**EXTRACTED RECORDS:**
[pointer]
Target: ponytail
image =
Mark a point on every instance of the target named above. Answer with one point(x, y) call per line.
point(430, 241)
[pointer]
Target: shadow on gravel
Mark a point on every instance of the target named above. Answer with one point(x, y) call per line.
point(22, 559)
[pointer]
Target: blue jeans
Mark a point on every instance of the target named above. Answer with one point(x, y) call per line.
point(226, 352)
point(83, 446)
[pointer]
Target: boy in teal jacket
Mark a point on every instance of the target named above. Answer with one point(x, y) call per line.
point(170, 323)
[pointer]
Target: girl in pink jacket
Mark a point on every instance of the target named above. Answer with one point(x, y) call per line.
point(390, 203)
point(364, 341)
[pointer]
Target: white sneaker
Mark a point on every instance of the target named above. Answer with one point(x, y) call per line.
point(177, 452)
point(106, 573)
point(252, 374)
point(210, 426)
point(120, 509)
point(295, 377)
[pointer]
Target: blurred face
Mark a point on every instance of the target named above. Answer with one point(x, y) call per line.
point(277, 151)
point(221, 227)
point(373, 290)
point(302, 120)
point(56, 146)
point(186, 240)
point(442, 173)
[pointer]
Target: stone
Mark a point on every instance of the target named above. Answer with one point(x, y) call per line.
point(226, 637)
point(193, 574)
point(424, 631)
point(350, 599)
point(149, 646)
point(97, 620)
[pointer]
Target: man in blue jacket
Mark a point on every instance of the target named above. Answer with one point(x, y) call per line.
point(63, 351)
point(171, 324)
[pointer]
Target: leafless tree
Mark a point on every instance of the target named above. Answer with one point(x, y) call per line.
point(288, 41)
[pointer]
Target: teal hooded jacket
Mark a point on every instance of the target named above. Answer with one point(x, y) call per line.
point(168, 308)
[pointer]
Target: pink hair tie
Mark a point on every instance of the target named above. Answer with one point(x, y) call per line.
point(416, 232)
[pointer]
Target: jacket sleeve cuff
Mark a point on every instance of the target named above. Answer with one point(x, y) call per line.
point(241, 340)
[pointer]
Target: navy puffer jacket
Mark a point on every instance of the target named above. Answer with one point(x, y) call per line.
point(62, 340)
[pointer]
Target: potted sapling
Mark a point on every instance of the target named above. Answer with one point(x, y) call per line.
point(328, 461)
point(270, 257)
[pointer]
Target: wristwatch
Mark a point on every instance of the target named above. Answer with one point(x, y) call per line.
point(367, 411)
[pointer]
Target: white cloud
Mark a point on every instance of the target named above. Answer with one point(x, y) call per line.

**EXERCISE INSTRUCTIONS:** Of the entries listed above, reproduce only the lines starting at the line containing "Target: blurred face" and ending at the line containing "Target: pink hair tie". Include both, exactly as they stand.

**ANSWER BOX:**
Target: blurred face
Mark a point on every instance of the target named above. Answer with one point(x, y) call per line.
point(277, 151)
point(221, 227)
point(373, 290)
point(302, 120)
point(56, 146)
point(186, 240)
point(442, 173)
[pointer]
Target: stone
Mark a point on every instance of the target named above. Answer with one point(x, y) call per line.
point(226, 637)
point(193, 574)
point(424, 631)
point(350, 599)
point(149, 646)
point(97, 620)
[pointer]
Target: man in blue jacket
Mark a point on every instance of the target named above. Answer with one point(x, y) call per line.
point(63, 351)
point(171, 324)
[pointer]
Target: leafless tree
Mark a point on every instance of the target named above. Answer with one point(x, y) call per line.
point(288, 41)
[pointer]
Target: teal hooded jacket
Mark a point on every instance of the target named above. Answer with one point(x, y) call per line.
point(168, 308)
[pointer]
Target: pink hair tie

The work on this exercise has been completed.